◆ Items from a dataset ◆
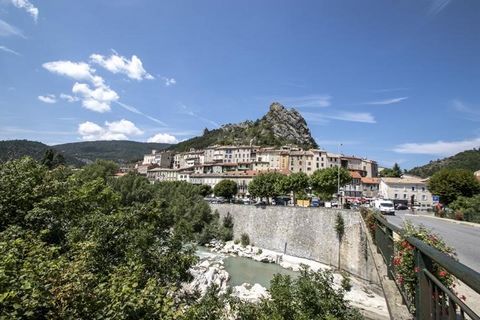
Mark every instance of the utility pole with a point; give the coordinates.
(338, 173)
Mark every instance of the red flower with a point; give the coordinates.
(397, 261)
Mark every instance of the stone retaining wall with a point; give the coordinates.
(306, 233)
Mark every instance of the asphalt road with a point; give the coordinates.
(464, 238)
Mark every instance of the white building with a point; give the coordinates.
(407, 188)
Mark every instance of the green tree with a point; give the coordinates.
(265, 185)
(467, 207)
(325, 181)
(310, 296)
(296, 183)
(450, 184)
(340, 229)
(394, 172)
(52, 159)
(99, 169)
(205, 190)
(226, 188)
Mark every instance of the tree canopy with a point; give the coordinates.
(325, 181)
(265, 185)
(225, 188)
(450, 184)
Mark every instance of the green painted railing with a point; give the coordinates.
(432, 299)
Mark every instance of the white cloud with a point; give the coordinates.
(309, 101)
(27, 6)
(135, 110)
(471, 113)
(7, 30)
(438, 5)
(163, 138)
(133, 68)
(75, 70)
(440, 147)
(97, 99)
(3, 48)
(117, 130)
(320, 118)
(123, 126)
(387, 101)
(69, 98)
(169, 81)
(50, 98)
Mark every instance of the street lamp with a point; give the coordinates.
(338, 173)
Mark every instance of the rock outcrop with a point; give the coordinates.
(280, 126)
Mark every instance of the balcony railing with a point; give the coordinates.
(433, 300)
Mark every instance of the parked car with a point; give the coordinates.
(385, 206)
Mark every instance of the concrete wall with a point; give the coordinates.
(308, 232)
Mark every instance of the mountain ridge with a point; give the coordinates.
(468, 159)
(279, 126)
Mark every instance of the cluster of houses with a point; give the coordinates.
(242, 163)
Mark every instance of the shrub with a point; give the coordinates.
(346, 282)
(245, 239)
(459, 215)
(404, 259)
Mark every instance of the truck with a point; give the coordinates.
(384, 206)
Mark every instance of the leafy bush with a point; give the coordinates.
(346, 282)
(310, 296)
(404, 259)
(244, 239)
(468, 207)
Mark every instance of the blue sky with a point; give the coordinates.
(395, 81)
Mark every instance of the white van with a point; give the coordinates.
(385, 206)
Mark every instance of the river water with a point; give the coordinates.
(243, 270)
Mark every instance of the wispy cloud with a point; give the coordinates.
(49, 98)
(436, 6)
(185, 110)
(135, 110)
(169, 81)
(470, 113)
(309, 101)
(387, 101)
(163, 138)
(117, 130)
(7, 30)
(28, 7)
(16, 130)
(440, 147)
(322, 118)
(389, 90)
(132, 68)
(3, 48)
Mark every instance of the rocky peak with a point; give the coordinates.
(288, 124)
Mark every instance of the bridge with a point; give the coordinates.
(432, 298)
(310, 233)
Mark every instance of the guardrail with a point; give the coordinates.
(433, 300)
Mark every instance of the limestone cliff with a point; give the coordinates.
(280, 126)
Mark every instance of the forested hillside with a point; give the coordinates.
(468, 160)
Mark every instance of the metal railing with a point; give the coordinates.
(433, 300)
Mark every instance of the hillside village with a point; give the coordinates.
(241, 163)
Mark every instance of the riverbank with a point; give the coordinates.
(362, 295)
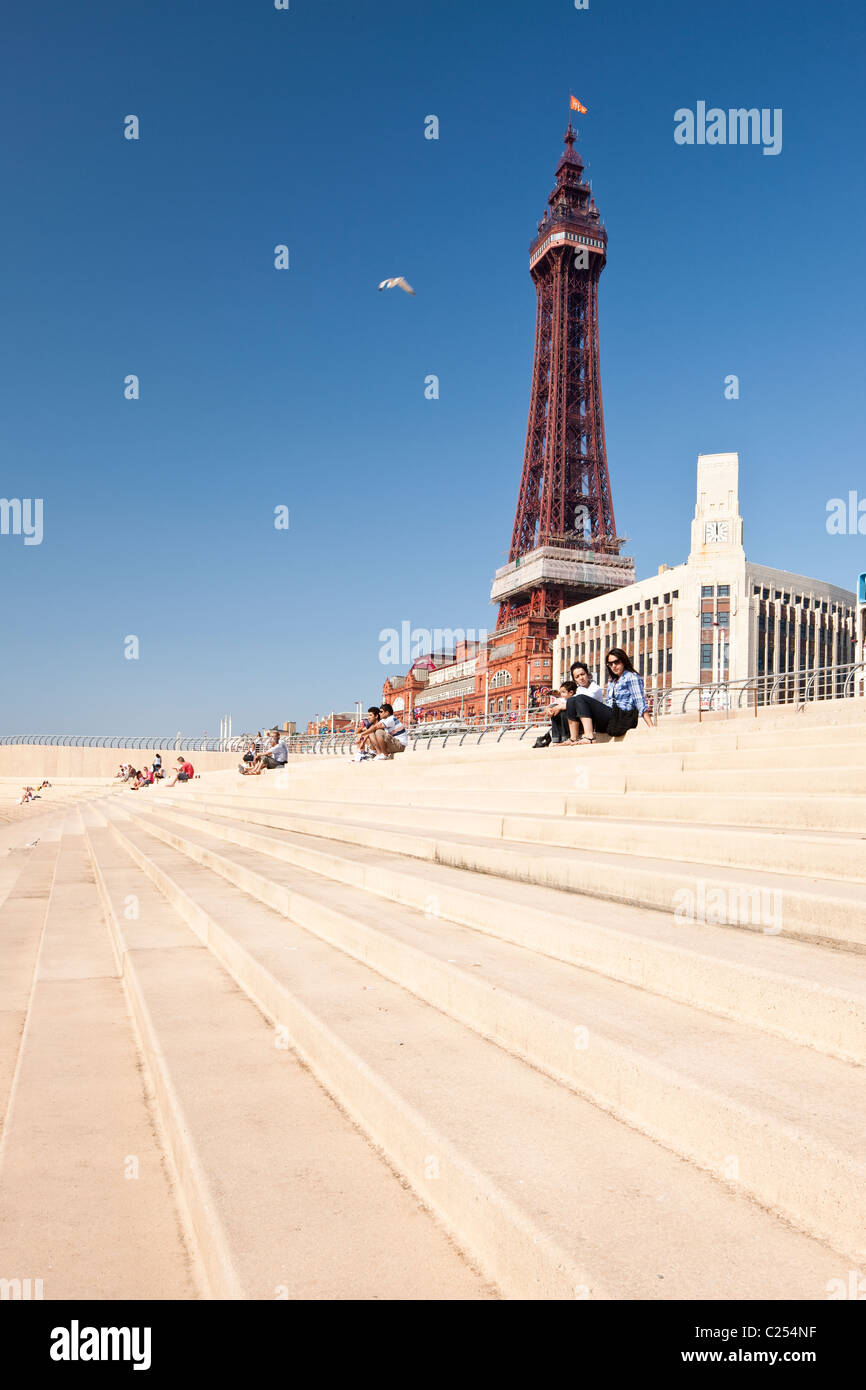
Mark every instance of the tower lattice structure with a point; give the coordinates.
(565, 545)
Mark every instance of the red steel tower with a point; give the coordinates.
(565, 546)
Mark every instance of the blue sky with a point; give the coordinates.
(305, 388)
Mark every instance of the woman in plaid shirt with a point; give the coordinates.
(624, 702)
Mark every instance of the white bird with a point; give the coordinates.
(395, 282)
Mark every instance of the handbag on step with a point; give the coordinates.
(620, 720)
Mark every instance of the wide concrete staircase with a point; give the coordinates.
(498, 1022)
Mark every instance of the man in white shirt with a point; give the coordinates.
(585, 685)
(387, 736)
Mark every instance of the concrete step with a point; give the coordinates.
(815, 854)
(813, 909)
(562, 769)
(298, 1211)
(705, 1087)
(85, 1198)
(791, 988)
(21, 923)
(776, 812)
(553, 1196)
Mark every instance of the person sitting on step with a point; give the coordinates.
(387, 736)
(623, 705)
(275, 756)
(184, 772)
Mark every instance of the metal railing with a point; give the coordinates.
(799, 688)
(756, 692)
(449, 733)
(135, 741)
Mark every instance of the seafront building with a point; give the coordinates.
(719, 616)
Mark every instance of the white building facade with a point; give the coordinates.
(716, 617)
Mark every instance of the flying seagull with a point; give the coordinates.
(398, 280)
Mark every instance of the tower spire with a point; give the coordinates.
(565, 546)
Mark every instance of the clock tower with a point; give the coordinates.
(717, 526)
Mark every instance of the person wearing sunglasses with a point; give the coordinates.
(623, 705)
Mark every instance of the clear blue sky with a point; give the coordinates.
(306, 388)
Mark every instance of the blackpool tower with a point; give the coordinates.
(565, 546)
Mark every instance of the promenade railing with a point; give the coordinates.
(779, 688)
(150, 742)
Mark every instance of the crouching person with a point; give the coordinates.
(387, 736)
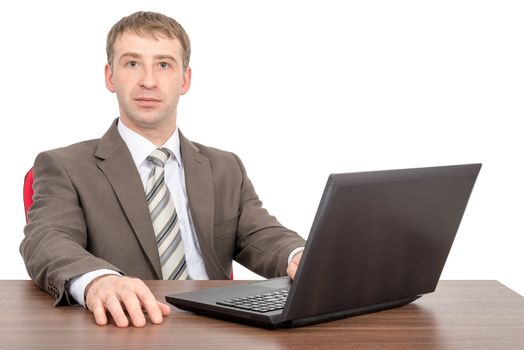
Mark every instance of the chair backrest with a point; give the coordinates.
(28, 191)
(28, 198)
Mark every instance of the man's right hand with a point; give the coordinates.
(118, 294)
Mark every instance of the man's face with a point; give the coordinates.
(148, 77)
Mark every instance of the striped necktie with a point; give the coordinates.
(165, 220)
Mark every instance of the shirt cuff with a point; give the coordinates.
(293, 253)
(77, 285)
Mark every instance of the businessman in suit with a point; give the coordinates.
(144, 202)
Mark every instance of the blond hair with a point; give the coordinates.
(153, 24)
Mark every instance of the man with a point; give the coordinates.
(143, 201)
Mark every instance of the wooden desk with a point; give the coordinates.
(459, 315)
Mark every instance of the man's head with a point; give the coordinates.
(149, 24)
(148, 69)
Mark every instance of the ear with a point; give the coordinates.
(109, 78)
(187, 81)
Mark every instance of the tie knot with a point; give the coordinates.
(159, 157)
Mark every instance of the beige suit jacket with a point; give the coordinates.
(90, 212)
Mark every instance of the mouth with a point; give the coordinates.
(147, 101)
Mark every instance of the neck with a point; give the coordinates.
(158, 135)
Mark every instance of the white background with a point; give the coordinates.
(298, 90)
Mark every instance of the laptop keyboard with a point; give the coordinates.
(264, 302)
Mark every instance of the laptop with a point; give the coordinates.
(379, 240)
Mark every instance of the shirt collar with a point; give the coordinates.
(141, 148)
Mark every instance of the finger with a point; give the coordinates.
(164, 308)
(134, 309)
(115, 309)
(292, 269)
(150, 304)
(99, 312)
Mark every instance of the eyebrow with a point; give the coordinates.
(138, 56)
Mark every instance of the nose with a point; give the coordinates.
(148, 79)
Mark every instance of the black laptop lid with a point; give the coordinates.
(379, 236)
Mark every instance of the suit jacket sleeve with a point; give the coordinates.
(263, 244)
(54, 247)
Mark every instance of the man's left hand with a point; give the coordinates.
(293, 265)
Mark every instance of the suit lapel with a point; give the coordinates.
(201, 197)
(117, 164)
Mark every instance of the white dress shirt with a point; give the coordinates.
(140, 149)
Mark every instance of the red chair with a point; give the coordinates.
(28, 198)
(28, 191)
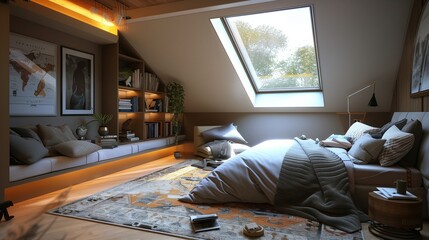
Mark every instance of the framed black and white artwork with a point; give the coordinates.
(77, 82)
(420, 70)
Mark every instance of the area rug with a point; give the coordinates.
(150, 203)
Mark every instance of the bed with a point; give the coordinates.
(335, 192)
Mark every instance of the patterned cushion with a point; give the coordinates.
(76, 148)
(414, 127)
(358, 129)
(397, 145)
(366, 149)
(379, 133)
(25, 150)
(339, 141)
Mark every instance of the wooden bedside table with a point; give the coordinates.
(394, 219)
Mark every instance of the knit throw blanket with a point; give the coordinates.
(313, 183)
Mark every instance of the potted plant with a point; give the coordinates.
(176, 99)
(103, 120)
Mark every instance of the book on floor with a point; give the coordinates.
(207, 222)
(390, 193)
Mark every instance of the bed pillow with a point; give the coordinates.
(414, 127)
(76, 148)
(25, 150)
(397, 145)
(366, 149)
(227, 132)
(358, 129)
(53, 135)
(379, 132)
(339, 141)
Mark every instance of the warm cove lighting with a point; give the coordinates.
(77, 12)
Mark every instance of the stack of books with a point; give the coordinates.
(152, 129)
(151, 81)
(153, 105)
(108, 141)
(125, 105)
(128, 104)
(128, 136)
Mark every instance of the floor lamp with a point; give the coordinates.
(372, 102)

◆ Objective ◆
Starting from the line containing "Mark every instance of the wooden bedside", repeat each line through the end of the entries, exactly.

◆ Response to the task ◆
Mark every instance of the wooden bedside table with a point; give the coordinates.
(394, 219)
Mark every instance of the knit throw blanket with a point; give the coordinates.
(313, 183)
Mark every instance of the potted plant with a point; give the coordinates.
(176, 99)
(103, 120)
Mark every instance of the book on floor with a point; give the coordinates.
(207, 222)
(390, 193)
Mark every instance of the bed pillow with a point; give the coordinates.
(414, 127)
(76, 148)
(25, 150)
(397, 145)
(366, 149)
(227, 132)
(358, 129)
(53, 135)
(379, 132)
(339, 141)
Mark every instance of the warm cove lighting with a point; give the coordinates.
(77, 12)
Mark every instance of the stack of books with a point; give the coordinates.
(152, 129)
(151, 81)
(153, 105)
(108, 141)
(125, 105)
(128, 104)
(128, 136)
Mark every instance of the floor lamp with a point; give the coordinates.
(372, 102)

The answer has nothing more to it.